A mi amiga, Anaclara Pugliese,
por su picardía y entusiasmo.
Cero
“Un mito es un mito cuando es más importante lo que los demás ven desde ese mito que su historia real. Un mito es un mito cuando su lectura nos permite ser extranjeros de nosotros mismos”. Con esa frase, una maestra de escritura con la que tomé clases algunos años, terminaba su taller intensivo
sobre mitología griega. Un faro es una torre que se eleva en tierra firme, se utiliza como referencia para navegantes, y que tiene un código denominado luz característica que permite identificar la posición del barco y los posibles obstáculos que se pueden encontrar en el agua. Esa cita será la luz característica expulsada por el faro que guía este texto, el texto será nuestro barco, nosotros sus navegantes.
Uno
Entre el río Paraná y la llanura pampeana, el rumor mercantil se expandía por el mundo: en Rosario había trabajo, había paz, había libertad, había futuro. Era el comienzo del siglo XX. Las guerras, las hambrunas y las pestes que azotaban al continente europeo se transformaban en miles de inmigrantes que llegaban a la ciudad con sus familias, sus valijas, sus historias, sus ideologías, sus lenguas, sus creencias, sus antepasados, llegaban buscando un presente más allá de la muerte que su lugar de origen les podía proponer, con la ilusión del progreso por mano propia, esa fe que la modernidad se encargó de construir y destruir en menos de un siglo, inmigrantes que llegaban sin saber muy bien a dónde, pero llegaban.
Entre 1880 y 1930 se calcula que bajaron de los barcos casi seis millones de europeos en Argentina. En esta zona, la gran mayoría fueron italianos, españoles, polacos y alemanes. Esa población, se asentó en distintas zonas cercanas al río Paraná y, en torno al trabajo y sus identidades previas, construyeron de forma rapsódica, las comunidades que habitaron esta ciudad. Cada una de estas corrientes migratorias tenían sus propias formas de entender el mundo, formas distintas entre ellas, formas que se potenciaban, formas que chocaban con la de los criollos de primera generación que ya poblaban este lugar.
Era el año 1924 y Calixto Lassaga, criollo nacido en estas tierras, abogado, político, profesor, historiador y concejal de la ciudad de Rosario, tomó, junto a otras figuras del poder, la decisión de transformar una historia (mitad crónica y mitad leyenda) en una verdad de Estado. El relato decía que en el año 1725, Francisco de Godoy condujo a un grupo de calchaquíes perseguido por un grupo de guaycurúes hasta lo que hoy sería el este de la ciudad, que allí se asentaron y que ese, relato oral sin respaldo archivístico, sería el origen de la ciudad. La situación generó polémica y varios intelectuales denunciaron esta decisión como arbitraria pero lo cierto es que la cronología calzaba perfecta para construir una fecha circular para el año siguiente. Rosario cumpliría su bicentenario y un festejo canónico sería una parte fundamental del proceso de formación de la identidad regional (con sentido nacional y americanista) que se venía imponiendo en esta zona.

Entradas de datos guardadas

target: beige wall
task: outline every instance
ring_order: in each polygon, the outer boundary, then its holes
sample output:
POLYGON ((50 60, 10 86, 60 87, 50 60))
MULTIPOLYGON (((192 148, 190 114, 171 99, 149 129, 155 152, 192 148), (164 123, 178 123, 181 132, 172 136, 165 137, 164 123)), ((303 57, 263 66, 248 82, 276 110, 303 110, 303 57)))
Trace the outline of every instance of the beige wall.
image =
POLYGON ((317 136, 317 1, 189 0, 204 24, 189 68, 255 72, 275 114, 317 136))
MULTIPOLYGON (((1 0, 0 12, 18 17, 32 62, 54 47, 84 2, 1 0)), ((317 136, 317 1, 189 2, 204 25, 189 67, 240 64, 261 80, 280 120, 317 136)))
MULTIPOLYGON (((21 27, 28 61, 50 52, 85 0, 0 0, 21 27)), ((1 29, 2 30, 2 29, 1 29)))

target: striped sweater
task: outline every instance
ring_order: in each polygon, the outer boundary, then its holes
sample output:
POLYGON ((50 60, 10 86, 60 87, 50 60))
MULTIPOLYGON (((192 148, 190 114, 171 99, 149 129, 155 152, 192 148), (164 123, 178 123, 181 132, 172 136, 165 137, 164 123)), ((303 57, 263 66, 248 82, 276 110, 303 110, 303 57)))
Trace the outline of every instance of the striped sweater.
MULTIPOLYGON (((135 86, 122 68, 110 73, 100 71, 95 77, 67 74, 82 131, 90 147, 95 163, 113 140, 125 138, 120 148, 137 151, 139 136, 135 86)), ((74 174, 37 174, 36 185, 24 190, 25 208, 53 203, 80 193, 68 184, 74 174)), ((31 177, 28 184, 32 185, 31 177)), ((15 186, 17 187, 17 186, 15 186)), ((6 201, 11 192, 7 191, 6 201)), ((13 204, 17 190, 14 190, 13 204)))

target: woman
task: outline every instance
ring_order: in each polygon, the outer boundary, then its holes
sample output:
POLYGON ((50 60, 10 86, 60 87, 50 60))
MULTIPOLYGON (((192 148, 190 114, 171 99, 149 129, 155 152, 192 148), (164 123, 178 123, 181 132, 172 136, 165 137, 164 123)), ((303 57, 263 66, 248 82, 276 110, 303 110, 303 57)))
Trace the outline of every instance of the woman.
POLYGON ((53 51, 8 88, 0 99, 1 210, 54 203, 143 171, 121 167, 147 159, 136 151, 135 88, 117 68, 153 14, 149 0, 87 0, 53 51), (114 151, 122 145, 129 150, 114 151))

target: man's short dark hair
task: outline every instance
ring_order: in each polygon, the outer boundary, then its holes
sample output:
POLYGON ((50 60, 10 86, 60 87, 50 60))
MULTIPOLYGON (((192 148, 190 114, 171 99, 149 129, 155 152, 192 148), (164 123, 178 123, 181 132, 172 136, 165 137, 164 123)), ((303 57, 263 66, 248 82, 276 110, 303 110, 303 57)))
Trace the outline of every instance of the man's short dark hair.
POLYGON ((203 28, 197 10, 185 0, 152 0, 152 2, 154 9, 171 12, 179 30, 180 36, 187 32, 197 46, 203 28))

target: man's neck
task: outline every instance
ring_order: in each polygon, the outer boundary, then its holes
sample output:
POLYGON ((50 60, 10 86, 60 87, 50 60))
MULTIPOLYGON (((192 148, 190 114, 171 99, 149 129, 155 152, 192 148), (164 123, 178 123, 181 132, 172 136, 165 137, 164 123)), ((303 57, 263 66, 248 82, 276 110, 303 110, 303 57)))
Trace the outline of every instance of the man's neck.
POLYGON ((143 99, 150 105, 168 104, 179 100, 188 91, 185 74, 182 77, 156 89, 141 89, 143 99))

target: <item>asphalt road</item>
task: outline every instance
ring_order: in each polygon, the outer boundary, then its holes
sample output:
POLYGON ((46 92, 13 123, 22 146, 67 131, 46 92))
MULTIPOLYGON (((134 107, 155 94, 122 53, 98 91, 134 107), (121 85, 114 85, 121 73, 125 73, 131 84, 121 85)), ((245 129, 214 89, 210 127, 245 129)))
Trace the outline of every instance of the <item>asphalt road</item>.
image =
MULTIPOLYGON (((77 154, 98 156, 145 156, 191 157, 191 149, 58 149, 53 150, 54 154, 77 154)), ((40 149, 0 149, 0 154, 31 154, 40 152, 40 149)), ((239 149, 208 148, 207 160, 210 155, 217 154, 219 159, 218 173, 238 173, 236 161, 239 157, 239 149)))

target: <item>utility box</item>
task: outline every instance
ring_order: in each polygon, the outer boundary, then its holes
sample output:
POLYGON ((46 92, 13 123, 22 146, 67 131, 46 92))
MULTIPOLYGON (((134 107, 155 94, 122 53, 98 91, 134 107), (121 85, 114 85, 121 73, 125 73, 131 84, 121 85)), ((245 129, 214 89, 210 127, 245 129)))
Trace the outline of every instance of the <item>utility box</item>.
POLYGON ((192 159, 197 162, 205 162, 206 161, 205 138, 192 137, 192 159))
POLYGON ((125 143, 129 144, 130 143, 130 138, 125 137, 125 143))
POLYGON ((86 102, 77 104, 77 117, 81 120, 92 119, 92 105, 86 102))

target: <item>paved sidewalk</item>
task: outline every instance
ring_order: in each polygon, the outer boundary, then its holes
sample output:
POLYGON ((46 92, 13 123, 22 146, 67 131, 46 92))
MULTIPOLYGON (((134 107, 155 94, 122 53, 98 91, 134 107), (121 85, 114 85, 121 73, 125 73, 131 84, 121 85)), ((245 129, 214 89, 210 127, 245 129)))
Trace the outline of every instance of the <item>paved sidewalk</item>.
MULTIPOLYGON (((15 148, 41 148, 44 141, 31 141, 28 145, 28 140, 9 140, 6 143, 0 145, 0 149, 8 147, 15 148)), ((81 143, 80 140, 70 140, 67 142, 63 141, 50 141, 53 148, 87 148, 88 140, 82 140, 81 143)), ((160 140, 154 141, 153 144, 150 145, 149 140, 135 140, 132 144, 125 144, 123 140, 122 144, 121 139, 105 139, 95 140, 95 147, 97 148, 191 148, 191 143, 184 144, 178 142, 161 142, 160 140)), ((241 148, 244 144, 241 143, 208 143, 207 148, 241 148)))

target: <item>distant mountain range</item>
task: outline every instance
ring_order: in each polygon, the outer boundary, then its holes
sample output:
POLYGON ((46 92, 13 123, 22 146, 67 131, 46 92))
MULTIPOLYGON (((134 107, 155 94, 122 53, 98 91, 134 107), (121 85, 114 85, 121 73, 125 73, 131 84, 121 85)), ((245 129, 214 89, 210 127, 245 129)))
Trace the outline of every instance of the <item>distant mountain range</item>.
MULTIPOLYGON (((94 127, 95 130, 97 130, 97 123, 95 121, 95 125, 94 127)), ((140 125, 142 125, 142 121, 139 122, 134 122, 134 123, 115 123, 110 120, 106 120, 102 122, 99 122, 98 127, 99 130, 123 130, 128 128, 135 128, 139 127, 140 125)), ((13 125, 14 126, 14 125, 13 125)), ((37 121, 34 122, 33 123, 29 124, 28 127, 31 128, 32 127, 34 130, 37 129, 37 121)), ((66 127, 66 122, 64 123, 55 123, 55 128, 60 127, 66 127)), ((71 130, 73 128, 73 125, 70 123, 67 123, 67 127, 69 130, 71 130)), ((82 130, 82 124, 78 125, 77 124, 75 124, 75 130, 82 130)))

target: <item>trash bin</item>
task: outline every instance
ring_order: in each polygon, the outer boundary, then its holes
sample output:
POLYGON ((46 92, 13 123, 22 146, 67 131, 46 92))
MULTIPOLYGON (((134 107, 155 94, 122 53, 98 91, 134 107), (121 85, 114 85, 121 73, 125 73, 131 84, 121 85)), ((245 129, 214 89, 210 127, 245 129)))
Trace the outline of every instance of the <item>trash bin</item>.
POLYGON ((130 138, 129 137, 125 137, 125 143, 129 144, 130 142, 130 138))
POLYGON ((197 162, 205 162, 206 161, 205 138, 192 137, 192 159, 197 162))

| Consigna A |
Según el texto proporcionado, ¿por qué la cronología del relato sobre el año 1725 resultaba conveniente para la decisión tomada en 1924? Responda en una a tres oraciones.
| Consigna B |
De acuerdo con el texto proporcionado, ¿cuántos europeos se calcula que bajaron de los barcos en Argentina entre 1880 y 1930?
| Consigna C |
Reescriba el pasaje del texto proporcionado que empieza en las palabras "A mi amiga, Anaclara" y concluye después de "nosotros sus navegantes.", reemplazando "faro" por "fanal".
El listado constituye un material aparte, independiente del texto proporcionado.

| Respuesta A |
La cronología calzaba perfecta para construir una fecha circular para el año siguiente, cuando Rosario cumpliría su bicentenario. Un festejo canónico sería una parte fundamental del proceso de formación de la identidad regional que se venía imponiendo en esa zona.

| Respuesta B |
Casi seis millones.

| Respuesta C |
A mi amiga, Anaclara Pugliese,
por su picardía y entusiasmo.
Cero
“Un mito es un mito cuando es más importante lo que los demás ven desde ese mito que su historia real. Un mito es un mito cuando su lectura nos permite ser extranjeros de nosotros mismos”. Con esa frase, una maestra de escritura con la que tomé clases algunos años, terminaba su taller intensivo
sobre mitología griega. Un fanal es una torre que se eleva en tierra firme, se utiliza como referencia para navegantes, y que tiene un código denominado luz característica que permite identificar la posición del barco y los posibles obstáculos que se pueden encontrar en el agua. Esa cita será la luz característica expulsada por el fanal que guía este texto, el texto será nuestro barco, nosotros sus navegantes.